(Your objective) Here the requirement is to repeat every record exactly, in full.

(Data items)
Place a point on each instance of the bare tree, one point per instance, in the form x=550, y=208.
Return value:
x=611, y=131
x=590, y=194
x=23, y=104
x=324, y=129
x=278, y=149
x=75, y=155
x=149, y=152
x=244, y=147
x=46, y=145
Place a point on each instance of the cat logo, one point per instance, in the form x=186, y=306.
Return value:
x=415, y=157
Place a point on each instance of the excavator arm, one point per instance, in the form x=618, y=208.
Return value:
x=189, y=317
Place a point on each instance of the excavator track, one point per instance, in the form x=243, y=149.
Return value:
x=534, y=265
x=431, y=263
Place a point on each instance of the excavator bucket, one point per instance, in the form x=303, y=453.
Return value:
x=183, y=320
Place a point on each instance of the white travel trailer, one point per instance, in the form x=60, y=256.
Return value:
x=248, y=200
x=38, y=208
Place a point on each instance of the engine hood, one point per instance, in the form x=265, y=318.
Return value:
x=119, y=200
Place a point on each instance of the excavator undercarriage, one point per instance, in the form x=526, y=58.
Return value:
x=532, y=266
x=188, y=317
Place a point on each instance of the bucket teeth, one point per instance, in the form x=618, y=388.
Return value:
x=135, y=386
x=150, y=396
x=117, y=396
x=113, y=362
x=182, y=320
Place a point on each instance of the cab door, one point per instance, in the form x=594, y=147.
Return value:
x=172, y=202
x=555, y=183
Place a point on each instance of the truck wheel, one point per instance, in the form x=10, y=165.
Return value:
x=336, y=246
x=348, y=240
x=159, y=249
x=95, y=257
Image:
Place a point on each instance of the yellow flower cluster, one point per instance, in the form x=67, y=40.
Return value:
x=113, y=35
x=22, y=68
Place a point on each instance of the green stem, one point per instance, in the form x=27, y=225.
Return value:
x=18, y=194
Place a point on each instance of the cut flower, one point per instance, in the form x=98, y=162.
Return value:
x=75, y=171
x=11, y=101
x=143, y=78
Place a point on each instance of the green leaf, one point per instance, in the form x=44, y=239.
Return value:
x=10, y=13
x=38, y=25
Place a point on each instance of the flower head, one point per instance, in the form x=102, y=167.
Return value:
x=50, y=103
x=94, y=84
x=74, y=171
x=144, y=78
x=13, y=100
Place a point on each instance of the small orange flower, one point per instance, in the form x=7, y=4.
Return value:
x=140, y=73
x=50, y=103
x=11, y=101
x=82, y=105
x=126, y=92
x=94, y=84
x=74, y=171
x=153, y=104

(Answer box)
Place a point on each instance of the bare tree, one point per instance, in the form x=550, y=208.
Return value:
x=611, y=131
x=590, y=194
x=23, y=104
x=324, y=129
x=278, y=149
x=75, y=155
x=149, y=152
x=244, y=147
x=46, y=145
Place a point on each instance of the cat logo, one point per instance, in the form x=186, y=306.
Return value:
x=415, y=157
Place a point on each instance of the excavator arm, one point per instance, in the form x=618, y=208.
Return value:
x=189, y=317
Place a point on each instance of the excavator track, one point per instance, in the form x=243, y=149.
Return value:
x=534, y=265
x=431, y=263
Place a point on each instance of the excavator bucket, one point per instance, in the form x=303, y=453.
Return value:
x=183, y=320
Place a point on each instance of the white travel trailer, one point per instance, in the form x=60, y=256.
Return value:
x=248, y=200
x=38, y=208
Place a point on each instance of the engine hood, one point per instance, in the form x=265, y=318.
Return value:
x=119, y=200
Place a point on each instance of the excavator undercarriage, one point per instance, in the form x=526, y=58.
Return value:
x=532, y=266
x=188, y=317
Place a point on each instance of the bucket teeth, one point per instance, in the form x=618, y=388.
Return value:
x=135, y=386
x=150, y=396
x=117, y=396
x=113, y=362
x=182, y=320
Place a point on each instance of the cab door, one point per instance, in the form x=594, y=147.
Return value:
x=172, y=202
x=555, y=183
Place a point on each instance of the truck wheel, one point per instance, in the form x=10, y=165.
Return value:
x=336, y=246
x=348, y=240
x=159, y=249
x=95, y=257
Image:
Place a point on each instance of the yellow flower cluster, one point per instance, in the form x=67, y=40.
Return value:
x=113, y=35
x=22, y=68
Place a point on each instance of the green stem, one point per instance, in the form x=27, y=225.
Return value:
x=18, y=194
Place a point on each instance of the cut flower, one point per instance, in the form x=98, y=162.
Return value:
x=75, y=171
x=11, y=101
x=143, y=78
Place a point on each instance of the green leaf, one point per instance, in the form x=44, y=239.
Return value:
x=10, y=13
x=38, y=25
Place a point on each instance of the flower head, one point per instance, in the form x=102, y=167.
Return value:
x=50, y=103
x=94, y=84
x=74, y=171
x=144, y=78
x=13, y=100
Place a point on each instance of the small orange flower, one point per instance, in the form x=7, y=4.
Return value:
x=140, y=73
x=50, y=103
x=11, y=101
x=82, y=105
x=126, y=92
x=94, y=84
x=74, y=171
x=153, y=104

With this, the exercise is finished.